**DIRECTIONS**
Lines from the one containing "of the teal" through the end of the data are to be returned exactly, and no others.

**THE RECORDS**
....

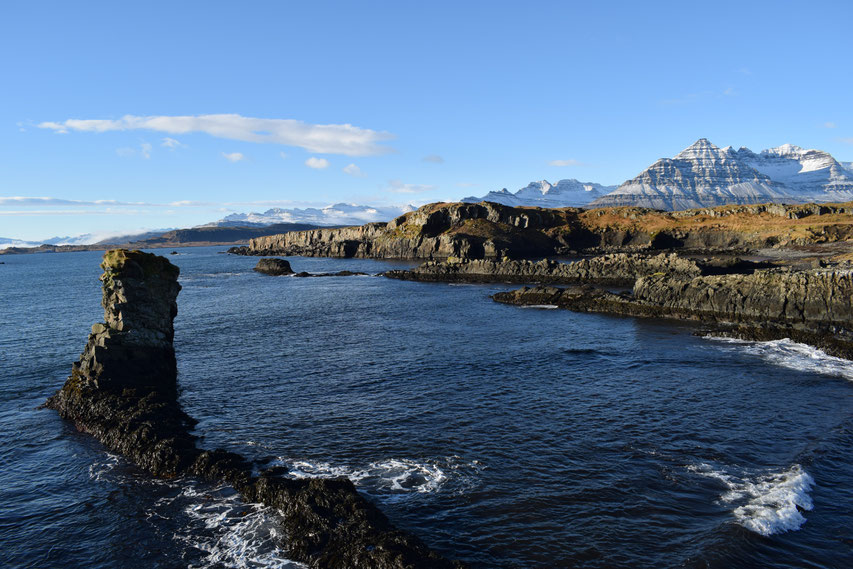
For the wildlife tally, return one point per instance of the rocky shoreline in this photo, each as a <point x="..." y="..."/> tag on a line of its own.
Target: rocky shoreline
<point x="617" y="269"/>
<point x="123" y="391"/>
<point x="811" y="306"/>
<point x="492" y="231"/>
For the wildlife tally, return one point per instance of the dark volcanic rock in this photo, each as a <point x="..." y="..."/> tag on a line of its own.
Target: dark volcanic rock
<point x="812" y="306"/>
<point x="274" y="267"/>
<point x="123" y="391"/>
<point x="614" y="269"/>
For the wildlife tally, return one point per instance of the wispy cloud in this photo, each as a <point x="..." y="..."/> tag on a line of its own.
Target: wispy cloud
<point x="398" y="187"/>
<point x="568" y="162"/>
<point x="700" y="96"/>
<point x="172" y="143"/>
<point x="233" y="156"/>
<point x="317" y="163"/>
<point x="354" y="171"/>
<point x="324" y="138"/>
<point x="143" y="151"/>
<point x="27" y="201"/>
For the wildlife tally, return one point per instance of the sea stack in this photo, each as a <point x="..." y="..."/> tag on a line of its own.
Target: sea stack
<point x="123" y="391"/>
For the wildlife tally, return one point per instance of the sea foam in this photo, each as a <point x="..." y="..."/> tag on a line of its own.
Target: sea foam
<point x="768" y="503"/>
<point x="793" y="355"/>
<point x="390" y="476"/>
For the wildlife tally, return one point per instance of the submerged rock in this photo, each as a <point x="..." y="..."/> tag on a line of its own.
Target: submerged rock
<point x="123" y="390"/>
<point x="274" y="267"/>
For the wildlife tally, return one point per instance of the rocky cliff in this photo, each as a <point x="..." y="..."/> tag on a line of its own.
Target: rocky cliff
<point x="494" y="231"/>
<point x="812" y="306"/>
<point x="123" y="391"/>
<point x="614" y="269"/>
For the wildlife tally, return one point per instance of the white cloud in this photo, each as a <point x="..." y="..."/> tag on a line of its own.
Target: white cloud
<point x="233" y="156"/>
<point x="354" y="170"/>
<point x="26" y="201"/>
<point x="171" y="143"/>
<point x="569" y="162"/>
<point x="317" y="163"/>
<point x="329" y="138"/>
<point x="127" y="151"/>
<point x="398" y="187"/>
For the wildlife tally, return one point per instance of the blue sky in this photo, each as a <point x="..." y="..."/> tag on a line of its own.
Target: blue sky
<point x="442" y="99"/>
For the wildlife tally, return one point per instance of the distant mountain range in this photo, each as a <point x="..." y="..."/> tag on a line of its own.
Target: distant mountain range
<point x="565" y="193"/>
<point x="335" y="214"/>
<point x="705" y="175"/>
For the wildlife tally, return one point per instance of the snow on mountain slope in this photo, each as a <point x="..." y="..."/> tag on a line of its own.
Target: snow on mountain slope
<point x="335" y="214"/>
<point x="565" y="193"/>
<point x="701" y="175"/>
<point x="705" y="175"/>
<point x="813" y="175"/>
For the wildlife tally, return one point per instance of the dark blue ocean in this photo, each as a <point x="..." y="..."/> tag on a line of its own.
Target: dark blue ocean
<point x="507" y="437"/>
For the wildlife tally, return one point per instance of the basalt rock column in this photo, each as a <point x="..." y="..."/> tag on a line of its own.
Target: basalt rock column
<point x="123" y="389"/>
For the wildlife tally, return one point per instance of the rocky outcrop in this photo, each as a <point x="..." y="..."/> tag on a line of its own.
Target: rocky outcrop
<point x="273" y="267"/>
<point x="812" y="306"/>
<point x="436" y="231"/>
<point x="615" y="269"/>
<point x="493" y="231"/>
<point x="123" y="391"/>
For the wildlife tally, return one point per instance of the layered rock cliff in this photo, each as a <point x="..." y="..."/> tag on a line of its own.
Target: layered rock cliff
<point x="812" y="306"/>
<point x="493" y="231"/>
<point x="615" y="269"/>
<point x="123" y="390"/>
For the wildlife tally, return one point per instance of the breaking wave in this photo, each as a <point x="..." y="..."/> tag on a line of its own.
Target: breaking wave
<point x="394" y="476"/>
<point x="767" y="503"/>
<point x="215" y="526"/>
<point x="793" y="355"/>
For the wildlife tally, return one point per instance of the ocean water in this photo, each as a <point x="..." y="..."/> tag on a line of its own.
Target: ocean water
<point x="507" y="437"/>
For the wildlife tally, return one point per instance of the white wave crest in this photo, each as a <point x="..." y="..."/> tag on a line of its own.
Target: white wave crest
<point x="793" y="355"/>
<point x="234" y="534"/>
<point x="388" y="476"/>
<point x="768" y="503"/>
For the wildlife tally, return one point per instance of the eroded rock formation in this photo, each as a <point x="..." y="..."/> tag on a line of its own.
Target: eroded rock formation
<point x="615" y="269"/>
<point x="492" y="231"/>
<point x="273" y="267"/>
<point x="812" y="306"/>
<point x="123" y="391"/>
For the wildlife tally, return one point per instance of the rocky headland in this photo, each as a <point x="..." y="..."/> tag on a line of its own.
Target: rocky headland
<point x="493" y="231"/>
<point x="620" y="269"/>
<point x="810" y="306"/>
<point x="123" y="391"/>
<point x="273" y="267"/>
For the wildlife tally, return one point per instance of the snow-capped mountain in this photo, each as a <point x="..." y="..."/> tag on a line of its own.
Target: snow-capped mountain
<point x="813" y="174"/>
<point x="705" y="175"/>
<point x="565" y="193"/>
<point x="335" y="214"/>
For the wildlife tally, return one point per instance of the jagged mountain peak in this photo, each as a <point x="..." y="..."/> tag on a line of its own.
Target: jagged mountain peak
<point x="704" y="149"/>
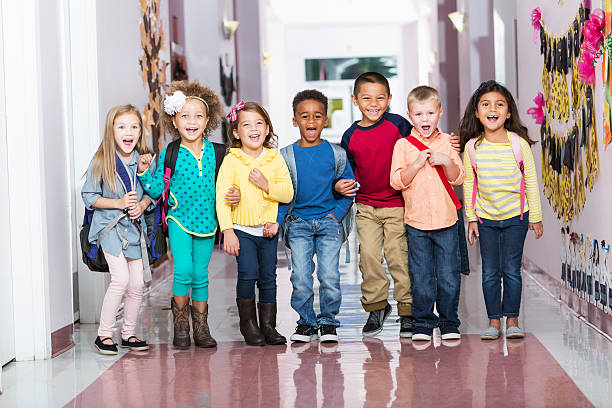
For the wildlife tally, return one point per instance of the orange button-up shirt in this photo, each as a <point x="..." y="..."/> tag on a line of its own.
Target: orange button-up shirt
<point x="427" y="205"/>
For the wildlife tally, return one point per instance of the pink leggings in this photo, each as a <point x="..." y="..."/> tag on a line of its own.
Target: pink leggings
<point x="126" y="278"/>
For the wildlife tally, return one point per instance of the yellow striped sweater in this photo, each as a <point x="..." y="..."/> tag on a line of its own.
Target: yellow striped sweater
<point x="499" y="183"/>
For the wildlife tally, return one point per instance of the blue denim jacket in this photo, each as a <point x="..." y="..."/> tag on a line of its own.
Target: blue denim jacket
<point x="111" y="242"/>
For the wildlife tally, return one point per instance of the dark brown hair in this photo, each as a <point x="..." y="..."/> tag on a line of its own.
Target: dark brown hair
<point x="271" y="138"/>
<point x="370" y="78"/>
<point x="309" y="94"/>
<point x="194" y="88"/>
<point x="470" y="126"/>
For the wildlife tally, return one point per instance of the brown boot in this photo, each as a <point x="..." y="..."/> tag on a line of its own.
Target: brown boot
<point x="181" y="338"/>
<point x="267" y="323"/>
<point x="201" y="333"/>
<point x="248" y="323"/>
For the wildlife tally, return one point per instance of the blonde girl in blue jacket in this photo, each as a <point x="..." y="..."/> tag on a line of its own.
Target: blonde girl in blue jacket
<point x="104" y="191"/>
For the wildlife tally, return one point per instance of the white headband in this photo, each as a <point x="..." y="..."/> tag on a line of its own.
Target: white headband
<point x="174" y="103"/>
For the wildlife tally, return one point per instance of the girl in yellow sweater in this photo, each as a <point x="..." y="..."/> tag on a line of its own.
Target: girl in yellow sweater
<point x="250" y="231"/>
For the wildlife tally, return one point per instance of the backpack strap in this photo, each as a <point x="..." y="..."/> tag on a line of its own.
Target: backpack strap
<point x="515" y="142"/>
<point x="419" y="145"/>
<point x="169" y="165"/>
<point x="288" y="156"/>
<point x="129" y="183"/>
<point x="471" y="145"/>
<point x="126" y="181"/>
<point x="220" y="152"/>
<point x="287" y="153"/>
<point x="347" y="221"/>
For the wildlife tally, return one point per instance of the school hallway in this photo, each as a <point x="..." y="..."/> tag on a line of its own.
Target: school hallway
<point x="562" y="362"/>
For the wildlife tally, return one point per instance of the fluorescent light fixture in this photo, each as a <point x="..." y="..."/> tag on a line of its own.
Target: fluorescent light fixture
<point x="229" y="28"/>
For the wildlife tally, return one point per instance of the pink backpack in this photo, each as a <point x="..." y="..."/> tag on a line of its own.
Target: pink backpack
<point x="515" y="141"/>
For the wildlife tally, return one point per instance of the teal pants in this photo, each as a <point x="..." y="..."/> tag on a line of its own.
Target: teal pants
<point x="191" y="257"/>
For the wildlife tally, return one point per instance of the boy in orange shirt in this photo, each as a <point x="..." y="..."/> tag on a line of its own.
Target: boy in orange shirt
<point x="424" y="166"/>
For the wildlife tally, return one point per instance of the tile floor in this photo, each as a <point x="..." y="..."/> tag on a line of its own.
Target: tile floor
<point x="561" y="363"/>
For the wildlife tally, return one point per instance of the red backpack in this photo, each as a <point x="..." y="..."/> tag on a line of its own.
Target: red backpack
<point x="515" y="142"/>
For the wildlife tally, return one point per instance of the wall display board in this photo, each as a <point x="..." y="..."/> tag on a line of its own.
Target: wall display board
<point x="568" y="129"/>
<point x="586" y="268"/>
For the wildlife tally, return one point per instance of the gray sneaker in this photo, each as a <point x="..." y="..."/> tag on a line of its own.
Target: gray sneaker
<point x="490" y="333"/>
<point x="514" y="332"/>
<point x="375" y="321"/>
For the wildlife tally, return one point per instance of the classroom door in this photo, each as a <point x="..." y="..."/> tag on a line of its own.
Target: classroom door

....

**THE OUTPUT**
For the wildlife tally, return one point per instance of the teal pants in this photo, each as a <point x="..." y="..."/> tag on a line of its own.
Target: teal pants
<point x="191" y="257"/>
For the wildlife tally, return one point per instance of the boy in orange shirt in this photo, each as a <point x="..." y="..."/> tag on a line of its own.
Target: boy in orange shirt
<point x="424" y="166"/>
For the wildlife tally, return one point per instance of the tile floor in this photo, each as a <point x="..." y="..."/> tag on a line of its own.
Target: tile floor
<point x="561" y="363"/>
For the wildlife tally, return one point per instance of the red backpack in this photo, each as a <point x="..." y="..."/> tag on a line of its own.
Target: red backpack
<point x="515" y="142"/>
For the wildlife tally, return one point per instance of the wall display board in this photo, each as a <point x="..." y="..."/> tag on a line of its own.
Target: wall display board
<point x="568" y="129"/>
<point x="586" y="268"/>
For the wildlife tally, return one point per instance of the gray sneaker in this photo, each as a <point x="..." y="..."/> tag on a line of its own.
Target: gray sneaker
<point x="490" y="333"/>
<point x="514" y="332"/>
<point x="375" y="321"/>
For the wildlife tally, return one point per instance of the classroom door in this photo, each as a <point x="..." y="..."/> tag on a line of its own.
Target: classroom door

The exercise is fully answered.